_WORK REQUIRED:_ Return the complete listing without omission.

_EXERCISE INPUT:_
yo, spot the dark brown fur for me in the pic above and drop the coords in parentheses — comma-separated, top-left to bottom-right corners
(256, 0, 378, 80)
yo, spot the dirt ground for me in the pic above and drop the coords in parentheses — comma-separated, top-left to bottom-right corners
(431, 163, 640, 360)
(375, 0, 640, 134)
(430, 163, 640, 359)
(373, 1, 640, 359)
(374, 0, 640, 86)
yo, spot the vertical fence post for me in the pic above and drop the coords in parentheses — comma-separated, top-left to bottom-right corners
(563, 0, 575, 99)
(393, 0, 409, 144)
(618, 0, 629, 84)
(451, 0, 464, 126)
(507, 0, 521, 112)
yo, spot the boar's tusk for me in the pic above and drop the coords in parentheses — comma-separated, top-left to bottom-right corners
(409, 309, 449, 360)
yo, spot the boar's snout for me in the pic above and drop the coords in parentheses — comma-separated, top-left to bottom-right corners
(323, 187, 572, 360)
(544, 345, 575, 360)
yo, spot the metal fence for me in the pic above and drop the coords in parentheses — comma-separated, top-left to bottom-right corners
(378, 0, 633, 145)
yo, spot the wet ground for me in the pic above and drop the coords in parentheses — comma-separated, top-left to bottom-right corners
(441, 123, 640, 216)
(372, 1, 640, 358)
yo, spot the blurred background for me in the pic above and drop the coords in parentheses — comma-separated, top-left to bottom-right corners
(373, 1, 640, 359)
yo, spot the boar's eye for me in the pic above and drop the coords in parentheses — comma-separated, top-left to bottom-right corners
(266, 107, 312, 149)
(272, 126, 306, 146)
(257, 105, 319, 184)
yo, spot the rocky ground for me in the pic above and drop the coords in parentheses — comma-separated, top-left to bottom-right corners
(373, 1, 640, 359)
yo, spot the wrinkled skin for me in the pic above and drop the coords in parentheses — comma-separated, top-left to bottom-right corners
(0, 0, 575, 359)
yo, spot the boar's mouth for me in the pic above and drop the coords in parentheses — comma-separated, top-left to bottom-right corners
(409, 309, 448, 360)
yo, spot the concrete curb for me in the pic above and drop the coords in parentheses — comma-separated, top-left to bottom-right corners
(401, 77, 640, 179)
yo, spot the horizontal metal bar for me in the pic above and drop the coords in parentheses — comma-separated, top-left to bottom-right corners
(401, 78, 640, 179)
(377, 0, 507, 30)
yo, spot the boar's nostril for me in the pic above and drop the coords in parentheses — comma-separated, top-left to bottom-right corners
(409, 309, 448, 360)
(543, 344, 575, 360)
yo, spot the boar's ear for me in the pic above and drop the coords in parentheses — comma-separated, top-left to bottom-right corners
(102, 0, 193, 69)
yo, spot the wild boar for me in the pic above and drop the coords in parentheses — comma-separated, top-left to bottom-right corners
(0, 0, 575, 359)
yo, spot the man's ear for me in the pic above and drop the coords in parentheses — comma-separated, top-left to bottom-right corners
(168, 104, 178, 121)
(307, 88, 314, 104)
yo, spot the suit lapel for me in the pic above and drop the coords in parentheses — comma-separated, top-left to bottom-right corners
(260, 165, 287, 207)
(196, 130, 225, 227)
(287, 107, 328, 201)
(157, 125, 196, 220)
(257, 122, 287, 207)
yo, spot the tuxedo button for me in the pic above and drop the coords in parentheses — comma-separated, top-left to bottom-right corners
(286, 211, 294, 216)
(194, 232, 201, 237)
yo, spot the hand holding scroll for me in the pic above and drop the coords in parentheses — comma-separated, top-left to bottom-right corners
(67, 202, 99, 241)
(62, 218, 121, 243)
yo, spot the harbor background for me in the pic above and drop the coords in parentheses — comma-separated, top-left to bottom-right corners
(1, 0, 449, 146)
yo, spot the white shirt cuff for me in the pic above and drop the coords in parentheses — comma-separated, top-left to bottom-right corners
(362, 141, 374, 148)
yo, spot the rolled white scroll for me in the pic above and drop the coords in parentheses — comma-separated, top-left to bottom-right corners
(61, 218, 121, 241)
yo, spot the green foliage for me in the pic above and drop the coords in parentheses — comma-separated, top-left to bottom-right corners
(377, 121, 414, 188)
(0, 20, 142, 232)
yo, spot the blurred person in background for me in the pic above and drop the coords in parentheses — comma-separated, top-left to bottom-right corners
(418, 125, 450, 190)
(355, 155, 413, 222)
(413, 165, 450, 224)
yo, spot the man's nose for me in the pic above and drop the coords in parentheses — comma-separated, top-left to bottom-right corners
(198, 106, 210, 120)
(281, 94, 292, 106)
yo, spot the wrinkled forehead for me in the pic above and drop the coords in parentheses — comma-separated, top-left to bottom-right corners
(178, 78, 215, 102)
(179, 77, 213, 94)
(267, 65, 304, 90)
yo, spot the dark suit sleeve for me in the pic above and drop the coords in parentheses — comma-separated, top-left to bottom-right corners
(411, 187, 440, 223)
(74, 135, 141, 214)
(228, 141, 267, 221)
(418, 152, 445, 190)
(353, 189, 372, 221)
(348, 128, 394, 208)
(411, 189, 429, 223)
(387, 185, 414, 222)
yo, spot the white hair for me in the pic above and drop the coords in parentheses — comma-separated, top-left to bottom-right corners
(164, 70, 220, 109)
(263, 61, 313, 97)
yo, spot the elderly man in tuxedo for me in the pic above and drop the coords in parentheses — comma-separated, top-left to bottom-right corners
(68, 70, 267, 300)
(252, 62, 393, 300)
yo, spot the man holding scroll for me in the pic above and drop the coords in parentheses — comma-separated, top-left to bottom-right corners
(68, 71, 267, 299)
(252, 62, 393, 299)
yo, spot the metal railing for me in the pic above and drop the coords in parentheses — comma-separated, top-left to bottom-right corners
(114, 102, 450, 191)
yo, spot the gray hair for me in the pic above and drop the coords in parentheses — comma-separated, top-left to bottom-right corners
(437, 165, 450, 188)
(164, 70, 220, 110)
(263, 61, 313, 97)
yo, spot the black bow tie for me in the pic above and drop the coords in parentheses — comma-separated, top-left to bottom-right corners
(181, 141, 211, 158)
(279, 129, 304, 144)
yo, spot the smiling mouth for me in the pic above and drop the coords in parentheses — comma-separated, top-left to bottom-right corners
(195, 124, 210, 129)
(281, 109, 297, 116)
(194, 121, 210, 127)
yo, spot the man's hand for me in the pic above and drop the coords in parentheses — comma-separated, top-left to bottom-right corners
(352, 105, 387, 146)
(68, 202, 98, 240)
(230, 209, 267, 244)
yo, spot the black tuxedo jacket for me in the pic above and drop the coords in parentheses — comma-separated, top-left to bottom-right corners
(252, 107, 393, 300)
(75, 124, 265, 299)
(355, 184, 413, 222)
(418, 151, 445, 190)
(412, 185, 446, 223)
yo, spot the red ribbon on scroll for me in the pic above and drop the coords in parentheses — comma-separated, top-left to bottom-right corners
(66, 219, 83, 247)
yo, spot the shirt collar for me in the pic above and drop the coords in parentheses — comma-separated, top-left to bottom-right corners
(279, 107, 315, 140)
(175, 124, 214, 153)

_EXERCISE OUTPUT:_
yo, spot the dark brown fur for me in the pic above and drop the coords in parentheses — comma-separated, top-left to bottom-right corners
(256, 0, 378, 80)
yo, spot the dirt ground for me in the pic above and drop the coords in parentheses — comma-separated, top-left to bottom-right corners
(431, 163, 640, 360)
(375, 0, 640, 134)
(430, 163, 640, 359)
(373, 1, 640, 359)
(374, 0, 640, 86)
yo, spot the vertical fence post for me in the pic above and drop the coords in parentheses — comma-separated, top-left to bottom-right corners
(563, 0, 575, 99)
(393, 0, 409, 144)
(618, 0, 629, 84)
(451, 0, 464, 126)
(507, 0, 521, 112)
yo, spot the boar's tusk for me in the pic above and drop the coords in parentheses — comma-separated, top-left to bottom-right corners
(409, 309, 449, 360)
yo, spot the boar's snout for me in the pic above and drop the coords in parentheses — comma-separated, top-left to bottom-right corners
(323, 187, 572, 360)
(544, 345, 575, 360)
yo, spot the metal fence for me in the pic above and drop the coords in parentheses — comma-separated, top-left to bottom-right corners
(378, 0, 633, 145)
yo, spot the wet ground for me in the pic above and drop the coords in parentheses — comma-separated, top-left to bottom-right corners
(441, 123, 640, 216)
(372, 1, 640, 358)
yo, spot the blurred background for me in the pic above and drop the coords in parentheses — comma-separated, top-left to bottom-right corners
(373, 1, 640, 359)
yo, spot the boar's eye for me in the pic above and drop the coords in parentheses — comma-separated, top-left to bottom-right corners
(266, 107, 312, 149)
(272, 126, 306, 146)
(257, 105, 319, 184)
yo, spot the rocky ground for me in the pic above and drop the coords in parentheses — comma-separated, top-left to bottom-right corners
(373, 1, 640, 359)
yo, spot the wrinkled skin for me in the pic above and drop the coords in parentheses — comma-separated, top-left to bottom-right corners
(0, 0, 575, 359)
yo, spot the boar's mouth for me in the pic above and drop the coords in parentheses — comma-separated, top-left to bottom-right corners
(409, 309, 448, 360)
yo, spot the concrete curb for me in the pic above and drop the coords in parentheses — comma-separated, top-left to bottom-right corners
(401, 77, 640, 179)
yo, spot the horizontal metal bar for me in the pic above and drop the coords in parentheses — comma-separated, top-left to bottom-right corners
(401, 78, 640, 179)
(377, 0, 507, 30)
yo, spot the boar's nostril for me in the pic above and drop the coords in parentheses — comma-separated, top-left to bottom-right corners
(409, 309, 448, 360)
(543, 344, 575, 360)
yo, spot the boar's ear for me in the pic above and drop the coords in parentheses — comma-separated, top-left to bottom-right corners
(102, 0, 193, 69)
yo, spot the wild boar for me in the pic above and drop the coords in parentheses — comma-separated, top-left to bottom-right corners
(0, 0, 575, 359)
yo, spot the man's ear for me in the pic above and drop the coords in parentheses — comma-separated, top-left to bottom-right corners
(168, 104, 178, 121)
(307, 88, 314, 104)
yo, spot the suit lapel for me in the pic above and drop the coords in parentheses — comma-separated, top-left to bottom-right corners
(260, 165, 287, 207)
(196, 130, 225, 227)
(287, 107, 328, 201)
(157, 125, 196, 220)
(257, 122, 287, 207)
yo, spot the tuxedo button for me in the pic above and drop the coords in parentheses — comma-separated, top-left to bottom-right corners
(286, 211, 294, 216)
(194, 232, 201, 237)
yo, spot the hand holding scroll for me in the pic above and drop the coords in parentheses — comma-separated, top-left to bottom-right corners
(67, 202, 99, 241)
(62, 218, 121, 243)
yo, spot the harbor background for me in the pic above and drop the coords in parentheses — comma-separated, top-left to bottom-right corners
(1, 0, 449, 146)
yo, spot the white shirt cuff for me in the pic above and drop the coords in parentheses — comma-separated, top-left to bottom-right corners
(362, 141, 374, 148)
yo, spot the rolled white scroll for me in the pic above and drop the coords in parentheses — comma-separated, top-left to bottom-right corners
(61, 218, 121, 241)
yo, spot the green foliage for me in the pic above and drop the coords in parentheses — comma-separated, top-left to bottom-right corners
(377, 121, 414, 188)
(0, 20, 142, 232)
yo, spot the blurred person in background for me in the pic above and drop the coords in parentheses — comma-separated, top-left to bottom-right corners
(418, 125, 450, 190)
(355, 155, 413, 222)
(413, 165, 450, 224)
yo, spot the man's nose for me in the pic above and drop the coords in parentheses — comma-separated, top-left to bottom-right corners
(198, 106, 210, 120)
(281, 94, 292, 106)
yo, spot the wrinkled forehead for me in the pic above and drop the coords in parentheses — comma-separated, top-left to bottom-right corners
(178, 78, 215, 102)
(179, 77, 213, 94)
(267, 65, 304, 90)
yo, spot the dark suit sleeve for me in the pic above and drop the coords in parentheses — comma-separated, top-left to bottom-right corners
(411, 187, 440, 223)
(74, 135, 141, 214)
(228, 141, 267, 221)
(418, 152, 445, 190)
(353, 189, 372, 221)
(348, 128, 394, 208)
(411, 189, 429, 223)
(387, 185, 414, 222)
yo, spot the white hair for me in the pic above and drop the coords in parentheses — comma-separated, top-left to bottom-right corners
(164, 70, 220, 109)
(263, 61, 313, 97)
yo, spot the elderly man in tuxedo for me in the pic above and drop the coords in parentheses — comma-separated, top-left to bottom-right corners
(68, 70, 267, 300)
(252, 62, 393, 300)
yo, spot the man holding scroll for me in the pic above and drop the coords in parentheses — comma-separated, top-left to bottom-right corners
(68, 71, 267, 299)
(252, 62, 393, 299)
yo, spot the metal railing for me in the pic above and drop the coords in parentheses — comma-separated, top-left to bottom-right corners
(114, 102, 450, 191)
yo, spot the gray hair for me in the pic above and drop the coords in parentheses — comma-separated, top-left to bottom-right corners
(437, 165, 450, 188)
(164, 70, 220, 110)
(263, 61, 313, 97)
yo, spot the black bow tie for me in the pic above and drop the coords in parentheses — comma-separated, top-left to bottom-right corners
(181, 141, 211, 158)
(279, 129, 304, 144)
yo, spot the smiling mouth for me in the pic above and drop the coords in parentheses — comma-separated, top-left to bottom-right corners
(195, 124, 210, 129)
(281, 109, 297, 116)
(194, 121, 210, 127)
yo, spot the man's hand for me in the pic above and drop the coords in parentheses — comma-separated, top-left to bottom-right corners
(352, 105, 387, 146)
(68, 202, 98, 240)
(230, 209, 267, 244)
yo, spot the black tuxedo jacket for me in the pic above and drop the coords in parentheses — comma-separated, top-left to bottom-right corners
(252, 107, 393, 300)
(75, 124, 265, 299)
(355, 184, 413, 222)
(418, 151, 445, 190)
(412, 185, 446, 223)
yo, spot the red ribbon on scroll for me in the pic above and drop the coords in parentheses — comma-separated, top-left to bottom-right corners
(66, 219, 83, 247)
yo, spot the shirt collar for me in the pic above and drop the coords in parentheses — comma-separated, top-left to bottom-right corners
(279, 107, 315, 140)
(175, 124, 214, 153)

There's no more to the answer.